-- Opening Marker --
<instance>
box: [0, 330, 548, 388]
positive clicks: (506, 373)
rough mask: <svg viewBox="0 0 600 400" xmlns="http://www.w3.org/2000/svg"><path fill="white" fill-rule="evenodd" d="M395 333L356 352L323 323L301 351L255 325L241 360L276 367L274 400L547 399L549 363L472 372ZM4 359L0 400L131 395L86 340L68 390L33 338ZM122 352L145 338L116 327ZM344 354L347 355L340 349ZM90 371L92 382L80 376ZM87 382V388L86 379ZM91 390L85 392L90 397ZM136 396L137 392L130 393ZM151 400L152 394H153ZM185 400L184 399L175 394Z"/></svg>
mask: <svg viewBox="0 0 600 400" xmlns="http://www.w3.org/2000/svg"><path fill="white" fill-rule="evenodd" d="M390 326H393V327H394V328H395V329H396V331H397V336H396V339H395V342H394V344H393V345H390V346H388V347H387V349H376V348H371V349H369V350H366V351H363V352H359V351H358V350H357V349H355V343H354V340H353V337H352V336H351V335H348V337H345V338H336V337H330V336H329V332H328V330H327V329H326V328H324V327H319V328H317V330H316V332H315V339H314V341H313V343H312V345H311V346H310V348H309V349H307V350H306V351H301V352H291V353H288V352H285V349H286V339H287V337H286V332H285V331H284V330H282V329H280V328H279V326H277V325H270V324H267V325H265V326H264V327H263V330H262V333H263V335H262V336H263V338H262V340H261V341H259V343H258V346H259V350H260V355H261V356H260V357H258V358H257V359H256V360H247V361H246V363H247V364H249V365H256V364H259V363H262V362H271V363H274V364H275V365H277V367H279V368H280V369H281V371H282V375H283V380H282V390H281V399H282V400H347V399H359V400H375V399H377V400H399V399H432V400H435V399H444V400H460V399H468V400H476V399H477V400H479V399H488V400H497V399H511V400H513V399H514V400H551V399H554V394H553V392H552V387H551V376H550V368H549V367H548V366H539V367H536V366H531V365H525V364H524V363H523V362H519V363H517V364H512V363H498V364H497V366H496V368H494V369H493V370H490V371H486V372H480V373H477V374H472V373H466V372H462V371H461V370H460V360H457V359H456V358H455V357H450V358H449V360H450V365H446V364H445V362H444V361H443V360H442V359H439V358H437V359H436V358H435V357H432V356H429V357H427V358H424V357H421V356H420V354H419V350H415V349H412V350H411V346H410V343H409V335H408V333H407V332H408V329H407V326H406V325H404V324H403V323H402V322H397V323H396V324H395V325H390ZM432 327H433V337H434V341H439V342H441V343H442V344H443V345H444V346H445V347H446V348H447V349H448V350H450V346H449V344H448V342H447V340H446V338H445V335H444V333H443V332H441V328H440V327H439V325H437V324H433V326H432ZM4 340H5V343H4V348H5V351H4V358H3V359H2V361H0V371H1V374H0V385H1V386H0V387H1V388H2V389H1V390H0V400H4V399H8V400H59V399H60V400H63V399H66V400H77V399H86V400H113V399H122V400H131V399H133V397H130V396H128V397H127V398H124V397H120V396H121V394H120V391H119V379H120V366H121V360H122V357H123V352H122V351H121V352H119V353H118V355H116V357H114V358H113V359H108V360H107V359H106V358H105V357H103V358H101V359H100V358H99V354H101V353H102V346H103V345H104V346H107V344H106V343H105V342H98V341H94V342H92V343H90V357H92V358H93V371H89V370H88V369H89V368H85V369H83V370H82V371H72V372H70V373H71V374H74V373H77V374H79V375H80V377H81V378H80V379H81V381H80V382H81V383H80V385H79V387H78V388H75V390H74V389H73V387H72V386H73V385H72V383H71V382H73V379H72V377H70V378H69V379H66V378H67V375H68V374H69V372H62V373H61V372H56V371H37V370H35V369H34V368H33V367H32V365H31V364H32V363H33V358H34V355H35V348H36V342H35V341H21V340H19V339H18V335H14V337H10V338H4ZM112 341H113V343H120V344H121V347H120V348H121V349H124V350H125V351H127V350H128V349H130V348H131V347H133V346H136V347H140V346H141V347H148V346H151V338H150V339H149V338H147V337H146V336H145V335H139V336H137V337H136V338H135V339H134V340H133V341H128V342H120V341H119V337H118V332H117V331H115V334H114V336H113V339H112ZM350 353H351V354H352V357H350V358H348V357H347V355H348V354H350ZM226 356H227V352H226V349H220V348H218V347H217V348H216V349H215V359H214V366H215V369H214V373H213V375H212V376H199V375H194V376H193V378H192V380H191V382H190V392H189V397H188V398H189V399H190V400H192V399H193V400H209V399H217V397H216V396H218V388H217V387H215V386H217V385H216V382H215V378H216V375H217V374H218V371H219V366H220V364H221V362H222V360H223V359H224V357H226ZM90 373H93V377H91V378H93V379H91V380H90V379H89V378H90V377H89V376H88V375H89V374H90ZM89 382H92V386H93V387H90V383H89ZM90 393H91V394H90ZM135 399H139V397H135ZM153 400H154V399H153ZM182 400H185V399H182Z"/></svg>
-- Closing Marker --
• [WHAT THE EXERCISE ASKS]
Put the lines of the records, from the first one down to and including the line containing "positive clicks: (506, 373)", into a Markdown table with the columns Row and Text, numbering each line and leaving out blank lines.

• [EXPECTED ANSWER]
| Row | Text |
|---|---|
| 1 | <instance> |
| 2 | box: [0, 330, 548, 388] |
| 3 | positive clicks: (506, 373) |